Your objective: Copy the data from its start through the line that contains "[[533, 197], [592, 276]]", requests included, and scale every x and y coordinate in the answers by 1.35, rounding to whole numbers with halves going up. Leave out the pictures, and keep all other numbers unchanged.

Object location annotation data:
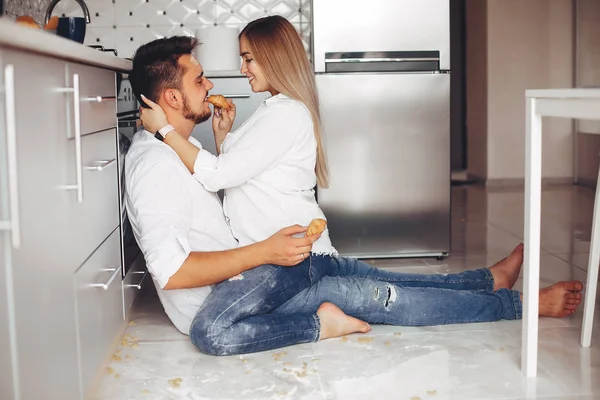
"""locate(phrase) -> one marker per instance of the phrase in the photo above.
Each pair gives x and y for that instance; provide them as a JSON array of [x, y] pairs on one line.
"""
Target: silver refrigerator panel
[[380, 25], [387, 140]]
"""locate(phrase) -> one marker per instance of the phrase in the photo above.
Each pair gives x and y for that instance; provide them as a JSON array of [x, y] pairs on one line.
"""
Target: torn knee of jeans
[[376, 293], [391, 296]]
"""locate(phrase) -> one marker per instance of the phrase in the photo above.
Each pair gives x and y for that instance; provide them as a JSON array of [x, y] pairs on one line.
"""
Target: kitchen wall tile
[[128, 39], [139, 21], [102, 36], [102, 12], [34, 8], [287, 9], [193, 12], [147, 12], [226, 15], [305, 9]]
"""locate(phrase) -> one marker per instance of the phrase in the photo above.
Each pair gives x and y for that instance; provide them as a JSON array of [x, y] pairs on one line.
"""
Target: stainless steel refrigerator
[[383, 74]]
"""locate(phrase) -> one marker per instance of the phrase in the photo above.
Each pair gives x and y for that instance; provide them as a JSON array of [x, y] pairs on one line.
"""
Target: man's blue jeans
[[272, 306]]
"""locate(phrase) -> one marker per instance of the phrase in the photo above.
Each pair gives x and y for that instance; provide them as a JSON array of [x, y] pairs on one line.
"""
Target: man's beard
[[189, 114]]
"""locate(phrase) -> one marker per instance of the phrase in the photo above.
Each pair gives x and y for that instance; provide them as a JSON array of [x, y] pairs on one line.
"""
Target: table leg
[[533, 197], [592, 276]]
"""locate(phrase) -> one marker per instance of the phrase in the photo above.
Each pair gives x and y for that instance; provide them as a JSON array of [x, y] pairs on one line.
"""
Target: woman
[[270, 165], [268, 168]]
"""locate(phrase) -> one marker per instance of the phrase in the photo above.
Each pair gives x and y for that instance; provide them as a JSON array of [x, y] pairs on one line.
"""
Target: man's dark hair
[[156, 67]]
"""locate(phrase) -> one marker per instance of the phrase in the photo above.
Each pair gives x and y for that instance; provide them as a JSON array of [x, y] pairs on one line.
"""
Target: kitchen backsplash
[[125, 25], [34, 8]]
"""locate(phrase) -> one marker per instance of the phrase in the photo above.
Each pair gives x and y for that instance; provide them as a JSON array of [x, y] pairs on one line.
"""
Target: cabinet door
[[246, 102], [99, 297], [92, 219], [44, 308]]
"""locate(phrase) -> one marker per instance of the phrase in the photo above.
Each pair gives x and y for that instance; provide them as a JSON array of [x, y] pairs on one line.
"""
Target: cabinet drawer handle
[[139, 285], [100, 165], [11, 144], [236, 96], [106, 285], [100, 99], [78, 186]]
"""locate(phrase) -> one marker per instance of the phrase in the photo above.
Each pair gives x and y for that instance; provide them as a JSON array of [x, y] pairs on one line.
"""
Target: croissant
[[219, 101], [316, 226]]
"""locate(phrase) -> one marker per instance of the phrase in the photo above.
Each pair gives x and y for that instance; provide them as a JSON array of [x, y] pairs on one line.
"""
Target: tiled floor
[[473, 361]]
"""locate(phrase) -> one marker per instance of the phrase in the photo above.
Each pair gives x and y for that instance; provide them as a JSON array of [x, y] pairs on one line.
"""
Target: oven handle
[[139, 285]]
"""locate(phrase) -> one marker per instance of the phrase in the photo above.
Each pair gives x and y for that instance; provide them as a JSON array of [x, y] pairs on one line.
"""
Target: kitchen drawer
[[93, 218], [133, 281], [97, 98], [99, 308], [246, 102]]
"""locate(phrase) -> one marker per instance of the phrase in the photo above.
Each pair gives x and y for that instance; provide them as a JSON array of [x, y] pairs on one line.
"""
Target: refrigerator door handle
[[382, 61]]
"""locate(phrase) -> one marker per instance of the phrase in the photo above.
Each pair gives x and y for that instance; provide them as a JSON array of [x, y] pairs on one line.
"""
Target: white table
[[567, 103]]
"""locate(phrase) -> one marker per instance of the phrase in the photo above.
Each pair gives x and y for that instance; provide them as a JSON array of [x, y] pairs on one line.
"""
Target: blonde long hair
[[276, 46]]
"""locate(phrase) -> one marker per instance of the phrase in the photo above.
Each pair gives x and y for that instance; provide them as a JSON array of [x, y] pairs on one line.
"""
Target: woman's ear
[[173, 98]]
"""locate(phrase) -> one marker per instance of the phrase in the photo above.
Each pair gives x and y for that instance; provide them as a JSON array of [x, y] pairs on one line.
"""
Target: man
[[188, 246]]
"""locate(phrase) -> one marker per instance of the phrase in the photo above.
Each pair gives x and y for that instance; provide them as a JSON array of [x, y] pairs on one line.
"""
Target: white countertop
[[572, 93], [37, 41]]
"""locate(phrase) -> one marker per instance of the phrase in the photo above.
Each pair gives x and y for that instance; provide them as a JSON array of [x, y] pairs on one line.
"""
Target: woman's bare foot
[[334, 322], [560, 299], [506, 272]]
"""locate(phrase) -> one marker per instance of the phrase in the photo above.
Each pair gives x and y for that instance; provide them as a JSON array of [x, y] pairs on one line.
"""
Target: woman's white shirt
[[267, 168]]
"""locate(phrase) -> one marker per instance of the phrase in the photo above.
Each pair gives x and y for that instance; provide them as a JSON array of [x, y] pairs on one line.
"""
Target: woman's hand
[[223, 121], [284, 249], [153, 118]]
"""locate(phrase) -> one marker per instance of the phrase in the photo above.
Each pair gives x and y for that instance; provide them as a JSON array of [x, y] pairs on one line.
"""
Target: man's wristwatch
[[162, 132]]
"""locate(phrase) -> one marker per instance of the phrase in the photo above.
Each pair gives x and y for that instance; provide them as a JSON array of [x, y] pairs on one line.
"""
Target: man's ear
[[173, 98]]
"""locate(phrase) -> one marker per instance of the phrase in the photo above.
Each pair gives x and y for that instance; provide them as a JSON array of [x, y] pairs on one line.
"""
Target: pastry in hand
[[219, 101], [316, 226]]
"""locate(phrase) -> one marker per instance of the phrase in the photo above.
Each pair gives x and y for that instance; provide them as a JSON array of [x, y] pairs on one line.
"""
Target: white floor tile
[[468, 361]]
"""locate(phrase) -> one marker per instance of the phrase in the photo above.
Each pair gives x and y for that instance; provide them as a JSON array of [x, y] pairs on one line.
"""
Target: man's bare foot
[[334, 322], [506, 272], [560, 299]]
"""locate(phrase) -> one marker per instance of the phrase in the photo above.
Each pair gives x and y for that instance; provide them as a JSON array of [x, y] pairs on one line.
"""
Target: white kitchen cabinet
[[246, 102], [99, 303], [92, 219], [133, 281], [43, 310], [98, 100], [61, 288]]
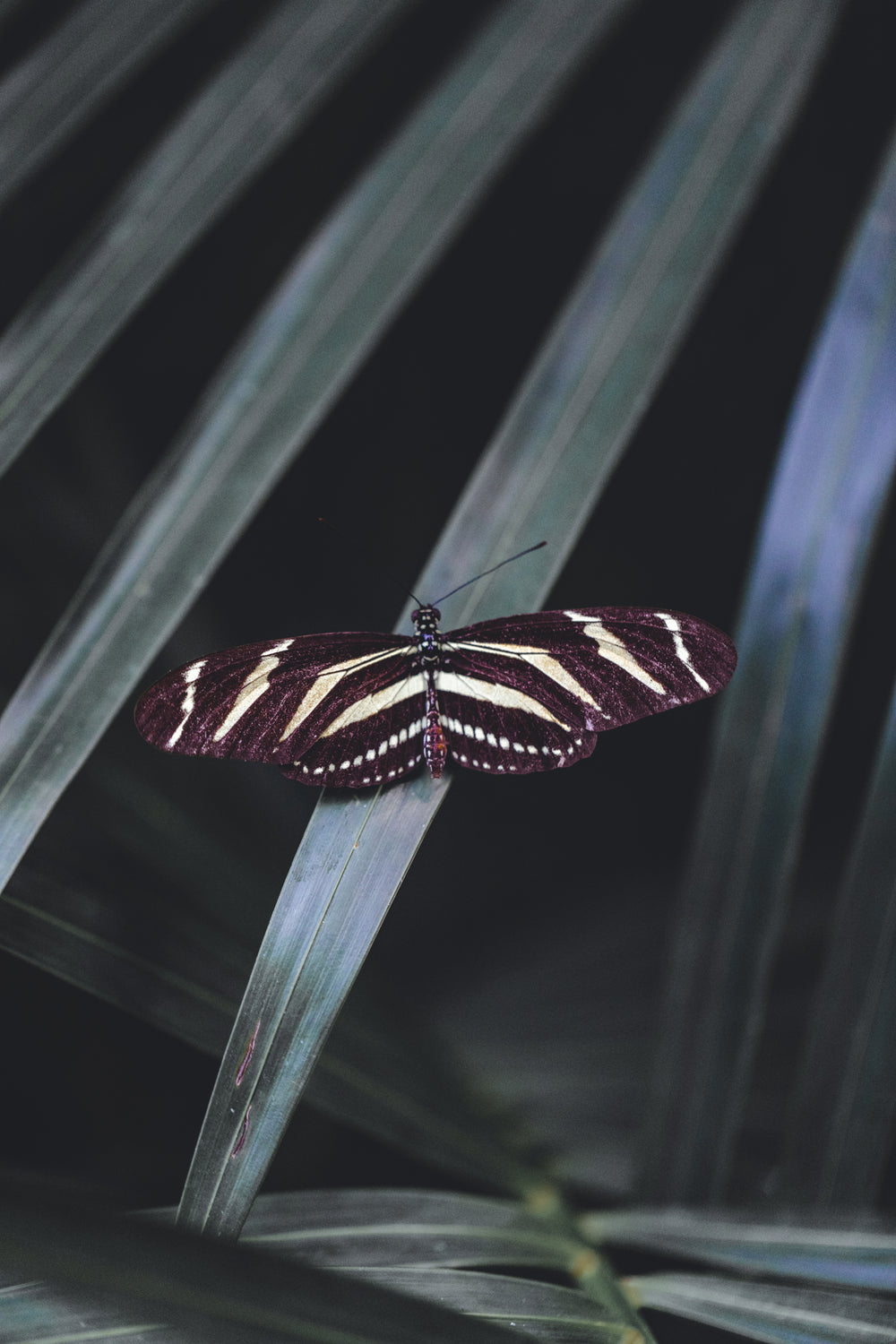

Worked answer:
"""locate(phrase) -> one marker per instance of the phrase in the photo above.
Each pair gives x and y for that instance; provide them as a JSON array of [x, y] pairs on one line.
"""
Target: silver refrigerator panel
[[513, 34], [522, 189]]
"""locate(phrase) -> one marker per instance of the phrase in the photo above.
Each pair gives x and y for that instance; provide them as a JSON array of [x, y] pairs on one line.
"""
Target: torn knee of jeans
[[508, 396], [528, 400]]
"""locate(phrase) -> one marker per instance of the phrase in the photo above.
Each pair gives x and y for that instance; provide them as a JSON array of [x, y] pairs on one line.
"""
Target: kitchen wall tile
[[173, 53], [188, 28], [138, 49], [138, 16], [46, 11], [387, 12], [261, 16], [198, 16], [305, 20], [412, 12]]
"""locate(phrase) -> one marker per instance of the phrase in the photo above.
Each pair gives x and y for that instance; provide them as a JSON array of [x, y] pairs on one line.
"""
Target: stainless steel refrigerator
[[517, 100]]
"""locate(phrase) -> one marker per instance of the phrase in the photo above.
Each pair gives x and y for that instance; provide them as a JSON array of [x, y] pairs on one line.
"""
Target: man's blue jeans
[[367, 413]]
"""locate(phrase) -> one marker per instance of the phrase in the photo above.
Each pair gives x and y for that instance; provide them as a JSON array of [x, y] pairs on one line.
"""
Target: man's beard
[[255, 154]]
"""locate(phrase) -> one marker per instance of the phrase in the photo above.
Each pair gives x and y for that instance; provide them as a JSON array of [x, y] pairs on one line.
"""
Target: table leg
[[720, 266], [799, 373]]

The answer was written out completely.